--- Available data ---

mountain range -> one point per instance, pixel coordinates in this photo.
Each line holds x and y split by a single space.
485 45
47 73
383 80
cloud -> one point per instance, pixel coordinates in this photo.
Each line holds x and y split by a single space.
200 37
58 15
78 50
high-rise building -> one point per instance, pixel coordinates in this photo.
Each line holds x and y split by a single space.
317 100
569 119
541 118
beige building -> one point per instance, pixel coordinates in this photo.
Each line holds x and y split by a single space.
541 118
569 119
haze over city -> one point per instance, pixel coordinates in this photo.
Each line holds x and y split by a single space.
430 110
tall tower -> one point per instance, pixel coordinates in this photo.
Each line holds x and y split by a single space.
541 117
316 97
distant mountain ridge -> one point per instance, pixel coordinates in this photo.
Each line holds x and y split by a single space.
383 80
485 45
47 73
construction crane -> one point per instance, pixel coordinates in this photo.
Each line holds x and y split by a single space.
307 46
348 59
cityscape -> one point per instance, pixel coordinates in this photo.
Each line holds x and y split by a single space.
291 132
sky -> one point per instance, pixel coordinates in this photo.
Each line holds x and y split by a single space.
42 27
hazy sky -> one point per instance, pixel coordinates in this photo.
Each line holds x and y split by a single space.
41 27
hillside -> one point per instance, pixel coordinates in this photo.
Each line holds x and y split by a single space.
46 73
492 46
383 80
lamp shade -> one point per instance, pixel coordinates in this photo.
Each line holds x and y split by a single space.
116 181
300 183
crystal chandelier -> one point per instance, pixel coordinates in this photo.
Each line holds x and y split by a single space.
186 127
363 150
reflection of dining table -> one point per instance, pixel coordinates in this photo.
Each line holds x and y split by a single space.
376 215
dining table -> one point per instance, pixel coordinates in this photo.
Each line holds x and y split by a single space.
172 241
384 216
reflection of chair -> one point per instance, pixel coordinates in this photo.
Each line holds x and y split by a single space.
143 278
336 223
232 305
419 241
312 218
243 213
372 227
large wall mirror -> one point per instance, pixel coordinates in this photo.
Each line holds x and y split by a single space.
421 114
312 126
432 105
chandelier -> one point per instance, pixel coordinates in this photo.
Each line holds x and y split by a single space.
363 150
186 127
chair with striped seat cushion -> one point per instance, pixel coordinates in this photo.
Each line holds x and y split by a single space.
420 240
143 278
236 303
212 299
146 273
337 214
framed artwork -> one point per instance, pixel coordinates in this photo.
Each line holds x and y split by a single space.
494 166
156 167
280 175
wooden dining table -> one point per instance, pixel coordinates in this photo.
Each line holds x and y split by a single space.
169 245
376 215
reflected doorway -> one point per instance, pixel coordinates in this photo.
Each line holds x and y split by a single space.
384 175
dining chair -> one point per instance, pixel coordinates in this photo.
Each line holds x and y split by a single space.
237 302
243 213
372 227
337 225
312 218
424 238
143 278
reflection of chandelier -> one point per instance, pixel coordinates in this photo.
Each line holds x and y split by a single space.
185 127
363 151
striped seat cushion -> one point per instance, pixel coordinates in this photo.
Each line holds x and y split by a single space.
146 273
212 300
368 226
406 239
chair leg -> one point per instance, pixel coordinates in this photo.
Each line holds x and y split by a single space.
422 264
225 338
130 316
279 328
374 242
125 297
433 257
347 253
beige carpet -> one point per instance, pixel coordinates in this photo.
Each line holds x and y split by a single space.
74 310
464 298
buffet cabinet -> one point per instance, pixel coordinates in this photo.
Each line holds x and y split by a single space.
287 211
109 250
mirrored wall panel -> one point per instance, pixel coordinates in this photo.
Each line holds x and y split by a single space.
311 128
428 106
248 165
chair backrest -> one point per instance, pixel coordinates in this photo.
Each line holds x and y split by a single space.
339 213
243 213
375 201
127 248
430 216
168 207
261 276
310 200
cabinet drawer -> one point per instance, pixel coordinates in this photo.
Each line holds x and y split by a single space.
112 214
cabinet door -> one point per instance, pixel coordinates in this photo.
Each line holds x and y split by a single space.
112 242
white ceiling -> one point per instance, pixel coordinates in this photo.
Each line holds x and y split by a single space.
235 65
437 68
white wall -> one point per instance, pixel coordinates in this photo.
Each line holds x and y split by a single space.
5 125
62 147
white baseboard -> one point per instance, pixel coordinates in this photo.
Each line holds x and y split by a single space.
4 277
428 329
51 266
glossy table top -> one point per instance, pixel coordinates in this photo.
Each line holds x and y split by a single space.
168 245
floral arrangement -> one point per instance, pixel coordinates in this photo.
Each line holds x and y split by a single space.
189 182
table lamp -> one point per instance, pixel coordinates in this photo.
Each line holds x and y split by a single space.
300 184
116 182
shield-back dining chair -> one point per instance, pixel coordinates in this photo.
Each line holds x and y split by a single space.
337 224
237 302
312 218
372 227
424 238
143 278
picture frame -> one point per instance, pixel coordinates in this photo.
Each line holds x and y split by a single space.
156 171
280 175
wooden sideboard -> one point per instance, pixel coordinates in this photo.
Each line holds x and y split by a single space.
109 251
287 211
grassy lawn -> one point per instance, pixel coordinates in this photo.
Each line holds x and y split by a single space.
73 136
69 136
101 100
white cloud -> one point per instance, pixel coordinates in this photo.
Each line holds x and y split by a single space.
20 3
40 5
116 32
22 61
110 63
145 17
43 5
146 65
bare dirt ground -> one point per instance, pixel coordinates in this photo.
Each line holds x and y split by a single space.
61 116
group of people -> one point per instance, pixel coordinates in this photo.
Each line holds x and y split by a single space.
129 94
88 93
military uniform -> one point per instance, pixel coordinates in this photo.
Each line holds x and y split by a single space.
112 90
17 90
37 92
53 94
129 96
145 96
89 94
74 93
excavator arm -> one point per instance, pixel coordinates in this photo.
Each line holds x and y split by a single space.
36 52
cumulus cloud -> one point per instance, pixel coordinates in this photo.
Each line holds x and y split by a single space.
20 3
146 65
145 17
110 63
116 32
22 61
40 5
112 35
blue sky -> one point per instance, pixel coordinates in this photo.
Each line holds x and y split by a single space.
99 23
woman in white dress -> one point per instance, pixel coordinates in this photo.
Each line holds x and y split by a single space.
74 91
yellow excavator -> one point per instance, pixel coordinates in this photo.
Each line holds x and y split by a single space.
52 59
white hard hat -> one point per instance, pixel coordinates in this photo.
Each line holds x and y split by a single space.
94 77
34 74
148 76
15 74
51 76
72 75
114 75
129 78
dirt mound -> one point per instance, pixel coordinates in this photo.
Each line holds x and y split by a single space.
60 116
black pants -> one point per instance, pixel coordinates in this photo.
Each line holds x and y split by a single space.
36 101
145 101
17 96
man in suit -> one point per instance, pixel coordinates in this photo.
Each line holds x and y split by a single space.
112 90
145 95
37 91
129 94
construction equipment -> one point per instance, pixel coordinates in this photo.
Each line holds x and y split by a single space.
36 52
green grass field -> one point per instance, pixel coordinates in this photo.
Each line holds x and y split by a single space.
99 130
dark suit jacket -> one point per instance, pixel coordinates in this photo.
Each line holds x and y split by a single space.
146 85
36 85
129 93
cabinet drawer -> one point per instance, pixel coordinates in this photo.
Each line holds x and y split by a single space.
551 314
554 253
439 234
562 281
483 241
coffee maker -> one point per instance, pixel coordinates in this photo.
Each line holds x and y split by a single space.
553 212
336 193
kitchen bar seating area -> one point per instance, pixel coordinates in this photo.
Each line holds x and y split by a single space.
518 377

---

Exercise instructions | Every line of the data above should be reproduced word for word.

The output |
mountain range -> one point per instance, pixel coordinates in this photo.
Each line holds x and y split by a single space.
485 45
47 73
383 80
cloud -> one point per instance, pixel coordinates in this photo.
Each line holds x and y split by a single space.
200 37
58 15
78 50
high-rise building -> one point per instance, pixel coordinates in this photo.
Each line holds x and y split by a single space.
317 100
569 119
541 118
beige building -> one point per instance, pixel coordinates in this photo.
Each line holds x and y split by a single space.
541 118
569 119
haze over city -> one point per instance, pixel coordinates in this photo.
Each line holds x and y split by a single space.
430 110
tall tower -> one point per instance, pixel coordinates in this photo.
Each line holds x and y split by a single space.
541 117
316 97
distant mountain ridge -> one point per instance, pixel coordinates in this photo.
Each line holds x and y split by a single space.
383 80
485 45
47 73
construction crane -> one point per instance, pixel coordinates in this photo.
Each line holds x and y split by a single space.
307 46
348 59
cityscape -> one point per instance, pixel coordinates in this photo.
Each line holds x and y split by a single space.
291 132
sky -> one point per instance, pixel coordinates in this photo.
Each line holds x and y split by a single space.
42 27
hazy sky -> one point per instance, pixel coordinates in this photo.
Each line holds x and y split by a single space.
41 27
hillside -> one point per instance, pixel coordinates in this photo.
Each line holds x and y split by a single space.
46 73
492 46
383 80
lamp shade -> one point per instance, pixel coordinates in this photo.
Each line holds x and y split by a single space.
116 181
300 183
crystal chandelier -> one point per instance, pixel coordinates in this photo.
Each line holds x and y split by a single space.
186 127
363 150
reflection of dining table -> one point per instance, pixel coordinates in this photo.
Each line holds x and y split by a single space.
376 215
dining table -> one point per instance, pixel coordinates in this photo.
Each line holds x and y split by a single space.
172 241
384 216
reflection of chair -> one point per instance, pixel coordinates in this photo.
Each line holds x and y split by a single space.
143 278
336 223
232 305
419 241
312 218
243 213
372 227
large wall mirror -> one point per instance, pixel coordinates in this photo.
Each line holds x and y split by a single space.
421 114
312 126
432 105
chandelier -> one point per instance, pixel coordinates in this photo.
Each line holds x and y split by a single space.
363 150
186 127
chair with striped seat cushion -> one point per instance, pixel coordinates in this photo.
Each line holds x and y split by a single space.
420 240
143 278
236 303
212 299
146 273
337 214
framed artwork -> one point per instance, pixel coordinates in this photo.
Each line holds x and y split by a single space.
494 166
156 167
280 175
wooden dining table -> one point per instance, pixel coordinates in this photo.
Each line holds x and y split by a single space.
169 245
376 215
reflected doorway -> one point per instance, pixel coordinates in this photo.
Each line holds x and y split by a single space.
384 175
dining chair -> one point per instance, pixel coordinates in this photo.
Each line holds x and y split by a single space.
237 302
243 213
372 227
337 225
312 218
424 238
143 278
reflection of chandelier -> one point per instance, pixel coordinates in this photo.
Each line holds x and y split by a single space.
185 127
363 151
striped seat cushion -> one point per instance, pixel coordinates in this photo.
Each line holds x and y split by a single space.
146 273
212 300
368 226
406 239
chair leg -> one point per instance, pixel coordinates in this photo.
Each line holds x and y split by a single space.
422 264
225 338
130 316
279 328
374 242
125 297
433 257
347 253
beige carpet -> one point per instance, pixel coordinates in this photo.
Each line holds x and y split by a single space.
74 310
464 298
buffet cabinet -> one point per instance, pixel coordinates in this photo.
Each line holds x and y split by a single space.
287 211
109 250
mirrored wall panel -> one point per instance, pixel coordinates in this photo.
Each line holds x and y split by a single space.
311 128
428 106
248 165
chair backrest -> one point per instance, pixel coordinates in this photo.
Each line holds x and y split by a single space.
339 213
243 213
375 201
127 248
430 216
168 207
261 276
310 200
cabinet drawer -> one point per instance, pixel coordinates in this photo.
Each line holds x and y split by a single space.
112 214
cabinet door -> one point per instance, pixel coordinates in this photo.
Each line holds x and y split by a single space.
112 242
white ceiling -> one point per instance, pixel coordinates in this photo.
Each line holds x and y split by a single space.
235 65
437 68
white wall -> one point per instance, pixel coordinates in this photo.
Each line holds x and y split by a single space.
5 125
62 147
white baseboard -> one point per instance, pixel coordinates in this photo.
Each line holds x and y split by a single space.
4 277
428 329
51 266
glossy table top -> one point per instance, pixel coordinates in this photo.
Each line holds x and y split by a single space.
168 245
floral arrangement -> one point per instance, pixel coordinates in this photo.
Each line holds x and y split by a single space.
189 182
table lamp -> one point per instance, pixel coordinates in this photo.
Each line holds x and y split by a single space.
300 184
116 182
shield-back dining chair -> one point per instance, pixel coordinates in this photo.
Each line holds x and y split by a single space.
337 224
237 302
312 218
372 227
424 238
143 278
picture frame -> one point per instance, pixel coordinates in this photo.
Each line holds x and y split by a single space.
156 171
280 175
wooden sideboard -> one point per instance, pixel coordinates in this photo.
Each line holds x and y split by a single space.
109 251
287 211
grassy lawn -> one point per instance, pixel coordinates in this photo.
Each line holds x and y split by a single space.
73 136
69 136
101 100
white cloud -> one point per instance, pixel coordinates in this photo.
Each line holds x and y split by a single space.
20 3
40 5
116 32
22 61
110 63
145 17
43 5
146 65
bare dirt ground -> one point per instance, pixel coordinates in this photo.
Each line holds x and y split by a single space.
61 116
group of people -> one point per instance, pixel coordinates in this photo.
Each line holds x and y split by a single space.
129 94
88 93
military uniform -> one point per instance, pixel coordinates in this photo.
Each line holds x and y split by a single space.
112 90
17 90
37 92
53 94
129 96
145 96
89 94
74 93
excavator arm -> one point per instance, pixel coordinates in this photo.
Each line holds x and y split by a single space.
36 52
cumulus cloud -> one point per instance, pixel coordinates in this photo.
Each line holds x and y split by a single space.
20 3
146 65
145 17
110 63
116 32
22 61
40 5
112 35
blue sky -> one point per instance, pixel coordinates in this photo.
Each line holds x and y split by a single space.
99 23
woman in white dress -> one point per instance, pixel coordinates in this photo.
Each line holds x and y split by a single space.
74 91
yellow excavator -> one point per instance, pixel coordinates in this photo.
Each line holds x and y split by a single space.
52 59
white hard hat -> one point per instance, pixel coordinates in this photo.
Each line holds x and y split by a single space.
94 77
34 74
148 76
15 74
51 76
72 75
114 75
129 78
dirt mound -> one point per instance, pixel coordinates in this photo.
Each line holds x and y split by a single space.
60 116
black pants -> one point per instance, pixel coordinates in this photo.
Each line holds x and y split by a single space.
36 101
145 101
17 96
man in suit -> one point per instance, pixel coordinates in this photo.
Each line holds x and y split by a single space.
112 90
145 95
37 91
129 94
construction equipment -> one point per instance, pixel coordinates in this photo.
Each line holds x and y split by a single space.
36 52
green grass field -> one point per instance, pixel coordinates in this photo.
Each line holds x and y split by a single space.
99 130
dark suit jacket -> one point per instance, pixel coordinates in this photo.
Each line holds x and y split by a single space.
146 85
36 85
129 93
cabinet drawer -> one point per instance, pixel coordinates in this photo.
Each line holds x and y split by a single space.
551 314
554 253
439 234
562 281
483 241
coffee maker -> one point per instance, pixel coordinates in this photo.
Each line holds x and y split by a single space.
553 212
336 193
kitchen bar seating area -> one point per instance, pixel coordinates in this photo.
Each line holds x and y split by a single space.
518 377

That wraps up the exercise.